Turn the data below into a Markdown table with the columns "Row" and "Text". Give each nonblank line its own numbered row.
==== Records provided
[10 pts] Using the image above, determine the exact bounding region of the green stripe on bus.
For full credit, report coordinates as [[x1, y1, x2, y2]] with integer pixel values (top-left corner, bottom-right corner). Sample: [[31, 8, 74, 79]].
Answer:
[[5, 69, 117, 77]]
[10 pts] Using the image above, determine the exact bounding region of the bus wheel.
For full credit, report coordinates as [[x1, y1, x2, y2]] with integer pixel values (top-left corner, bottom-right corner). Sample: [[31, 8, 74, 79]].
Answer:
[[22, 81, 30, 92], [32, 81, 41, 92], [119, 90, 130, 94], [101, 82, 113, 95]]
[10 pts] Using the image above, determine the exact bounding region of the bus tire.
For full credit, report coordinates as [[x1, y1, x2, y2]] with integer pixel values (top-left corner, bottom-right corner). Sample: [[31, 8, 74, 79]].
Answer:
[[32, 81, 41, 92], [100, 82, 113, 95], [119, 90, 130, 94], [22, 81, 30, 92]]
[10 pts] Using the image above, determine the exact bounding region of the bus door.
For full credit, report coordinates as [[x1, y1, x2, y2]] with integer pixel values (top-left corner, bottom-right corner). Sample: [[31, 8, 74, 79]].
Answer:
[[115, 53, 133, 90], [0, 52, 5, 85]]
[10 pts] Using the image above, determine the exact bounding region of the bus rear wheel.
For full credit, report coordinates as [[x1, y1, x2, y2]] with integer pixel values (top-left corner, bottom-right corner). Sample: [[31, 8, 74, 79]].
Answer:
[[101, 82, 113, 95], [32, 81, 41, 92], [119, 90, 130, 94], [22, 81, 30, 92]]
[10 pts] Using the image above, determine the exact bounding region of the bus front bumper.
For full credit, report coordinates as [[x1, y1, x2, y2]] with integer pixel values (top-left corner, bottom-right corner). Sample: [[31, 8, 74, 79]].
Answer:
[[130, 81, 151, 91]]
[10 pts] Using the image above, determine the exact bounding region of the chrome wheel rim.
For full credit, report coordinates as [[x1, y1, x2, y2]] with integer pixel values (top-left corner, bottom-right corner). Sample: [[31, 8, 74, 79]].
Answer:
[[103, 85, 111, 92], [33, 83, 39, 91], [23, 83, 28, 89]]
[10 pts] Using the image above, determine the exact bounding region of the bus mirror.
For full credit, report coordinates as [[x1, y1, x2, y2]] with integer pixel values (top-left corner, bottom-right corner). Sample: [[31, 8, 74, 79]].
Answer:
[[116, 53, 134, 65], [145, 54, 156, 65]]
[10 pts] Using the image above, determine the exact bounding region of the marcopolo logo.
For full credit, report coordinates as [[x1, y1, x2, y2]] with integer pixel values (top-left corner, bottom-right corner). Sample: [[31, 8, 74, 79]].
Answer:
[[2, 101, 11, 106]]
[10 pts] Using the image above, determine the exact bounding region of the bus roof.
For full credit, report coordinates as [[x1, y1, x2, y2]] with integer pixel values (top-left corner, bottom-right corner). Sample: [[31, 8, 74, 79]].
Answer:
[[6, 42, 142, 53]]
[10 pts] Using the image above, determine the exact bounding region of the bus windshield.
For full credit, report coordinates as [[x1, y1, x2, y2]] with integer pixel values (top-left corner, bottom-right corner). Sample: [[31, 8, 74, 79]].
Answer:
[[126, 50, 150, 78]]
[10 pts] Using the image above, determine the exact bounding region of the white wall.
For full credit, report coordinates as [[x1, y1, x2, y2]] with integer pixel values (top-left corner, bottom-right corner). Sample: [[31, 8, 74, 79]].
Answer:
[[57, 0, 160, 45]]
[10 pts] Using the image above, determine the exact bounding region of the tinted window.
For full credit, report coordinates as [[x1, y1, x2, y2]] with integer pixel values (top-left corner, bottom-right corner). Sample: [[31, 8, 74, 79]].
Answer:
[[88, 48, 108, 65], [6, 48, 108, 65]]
========
Response to this exercise:
| Row | Text |
|---|---|
| 1 | [10 pts] Using the image above, determine the exact bounding region of the green stripe on bus. |
| 2 | For full credit, report coordinates as [[x1, y1, x2, y2]] with integer pixel values (top-left corner, bottom-right corner). Sample: [[31, 8, 74, 79]]. |
| 3 | Answer: |
| 4 | [[5, 69, 117, 77]] |
| 5 | [10 pts] Using the image above, determine the exact bounding region of the bus wheel. |
| 6 | For full credit, report coordinates as [[x1, y1, x2, y2]] with integer pixel values (top-left corner, bottom-right corner). Sample: [[31, 8, 74, 79]]. |
| 7 | Answer: |
| 8 | [[22, 81, 30, 92], [32, 81, 41, 92], [119, 90, 130, 94], [101, 82, 113, 95]] |
| 9 | [10 pts] Using the image above, determine the exact bounding region of the bus tire. |
| 10 | For full credit, report coordinates as [[x1, y1, x2, y2]] with integer pixel values (top-left corner, bottom-right corner). Sample: [[31, 8, 74, 79]]. |
| 11 | Answer: |
| 12 | [[32, 81, 41, 92], [100, 82, 113, 95], [119, 90, 130, 94], [22, 81, 30, 92]] |
| 13 | [10 pts] Using the image above, determine the exact bounding region of the bus door. |
| 14 | For full credit, report coordinates as [[x1, y1, x2, y2]] with integer pixel values (top-left corner, bottom-right corner). Sample: [[31, 8, 74, 79]]. |
| 15 | Answer: |
| 16 | [[115, 53, 133, 90], [0, 52, 5, 85]] |
| 17 | [10 pts] Using the image above, determine the exact bounding region of the bus rear wheel. |
| 18 | For full credit, report coordinates as [[x1, y1, x2, y2]] with integer pixel values (top-left corner, bottom-right corner). Sample: [[31, 8, 74, 79]]. |
| 19 | Answer: |
| 20 | [[101, 82, 113, 95], [32, 81, 41, 92], [119, 90, 130, 94], [22, 81, 30, 92]] |
| 21 | [10 pts] Using the image above, determine the exact bounding region of the bus front bumper. |
| 22 | For full credit, report coordinates as [[x1, y1, x2, y2]] with integer pixel values (top-left corner, bottom-right corner). Sample: [[31, 8, 74, 79]]. |
| 23 | Answer: |
| 24 | [[130, 81, 151, 91]] |
| 25 | [10 pts] Using the image above, determine the exact bounding region of the chrome wheel rim. |
| 26 | For full credit, report coordinates as [[x1, y1, x2, y2]] with integer pixel values (top-left corner, bottom-right corner). Sample: [[31, 8, 74, 79]]. |
| 27 | Answer: |
| 28 | [[103, 85, 111, 92], [33, 83, 39, 91], [23, 83, 28, 89]] |
| 29 | [10 pts] Using the image above, determine the exact bounding region of the bus mirror. |
| 30 | For full credit, report coordinates as [[x1, y1, x2, y2]] with integer pixel values (top-left corner, bottom-right corner). Sample: [[31, 8, 74, 79]]. |
| 31 | Answer: |
| 32 | [[116, 53, 134, 65], [145, 54, 156, 65]] |
| 33 | [10 pts] Using the image above, determine the exact bounding region of the marcopolo logo. |
| 34 | For full credit, report coordinates as [[x1, y1, x2, y2]] with integer pixel values (top-left corner, bottom-right corner). Sample: [[31, 8, 74, 79]]. |
| 35 | Answer: |
| 36 | [[2, 101, 11, 106]] |
| 37 | [10 pts] Using the image above, determine the exact bounding region of the bus roof. |
| 38 | For full credit, report coordinates as [[x1, y1, x2, y2]] with integer pixel values (top-left corner, bottom-right corner). Sample: [[31, 8, 74, 79]]. |
| 39 | Answer: |
| 40 | [[6, 42, 142, 53]] |
| 41 | [10 pts] Using the image above, determine the exact bounding region of the bus windshield. |
| 42 | For full credit, report coordinates as [[x1, y1, x2, y2]] with integer pixel values (top-left corner, bottom-right corner). Sample: [[31, 8, 74, 79]]. |
| 43 | Answer: |
| 44 | [[126, 50, 150, 78]] |
| 45 | [10 pts] Using the image above, determine the exact bounding region of the white wall. |
| 46 | For full credit, report coordinates as [[x1, y1, x2, y2]] with integer pixel values (top-left corner, bottom-right corner). Sample: [[31, 8, 74, 79]]. |
| 47 | Answer: |
| 48 | [[57, 0, 160, 45]] |
| 49 | [10 pts] Using the image above, determine the exact bounding region of the tinted window. |
| 50 | For full credit, report coordinates as [[x1, y1, x2, y2]] with integer pixel values (top-left corner, bottom-right corner). Sample: [[31, 8, 74, 79]]. |
| 51 | Answer: |
| 52 | [[88, 48, 108, 65], [6, 48, 108, 65]] |